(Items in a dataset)

start

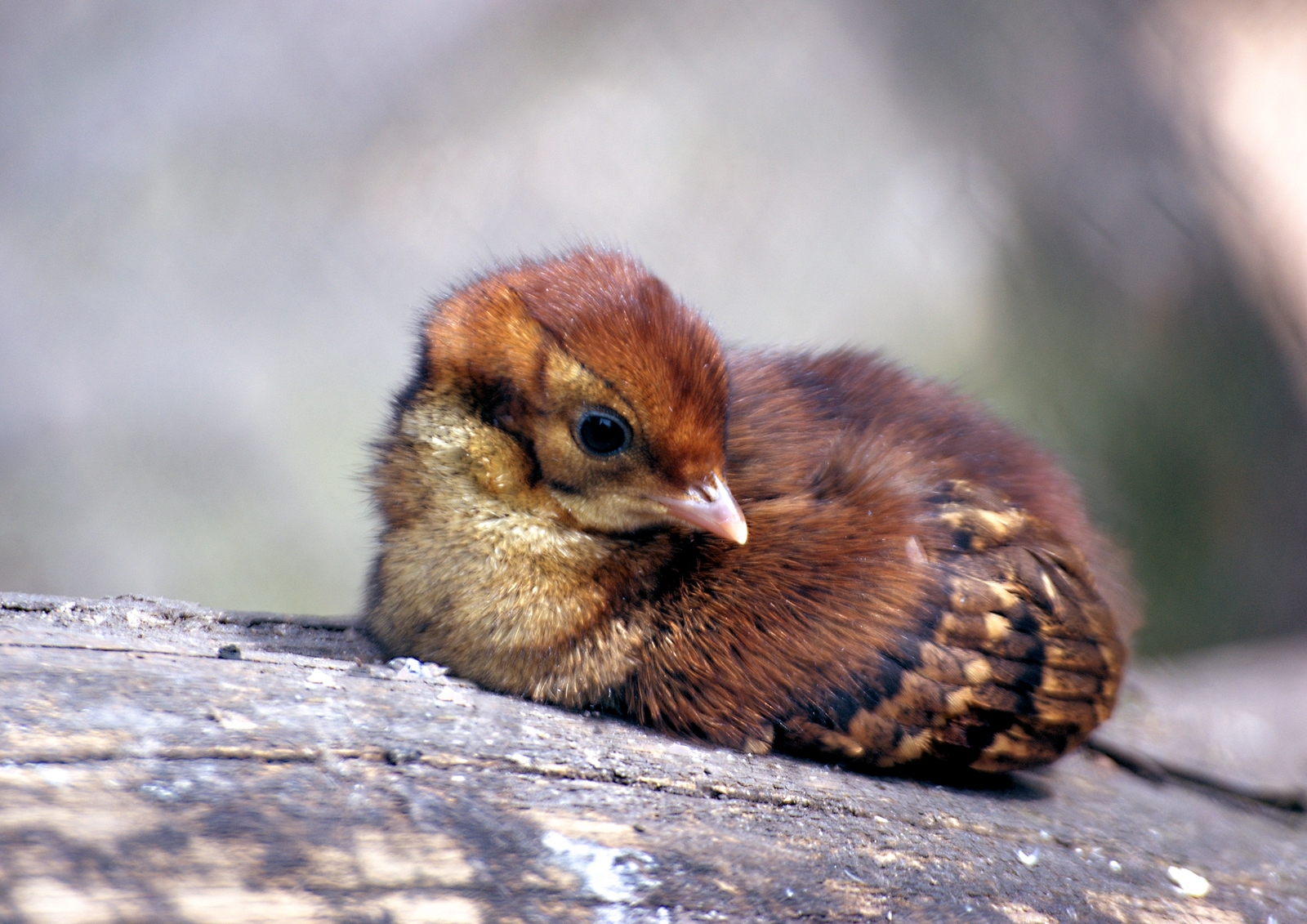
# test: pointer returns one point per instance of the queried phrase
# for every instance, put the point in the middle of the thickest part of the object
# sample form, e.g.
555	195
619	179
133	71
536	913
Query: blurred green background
219	222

end

Direction:
Can you write out all of the records above again, requests included, with every answer coordinate offset by 123? Omit the pictures.

Response:
# test: pointer returns one point per instance of the queried phrase
# for every instance, put the point in the middle of the thickest part of the object
# sample form, e.g.
555	195
619	179
133	71
536	913
Query: blurred green background
342	345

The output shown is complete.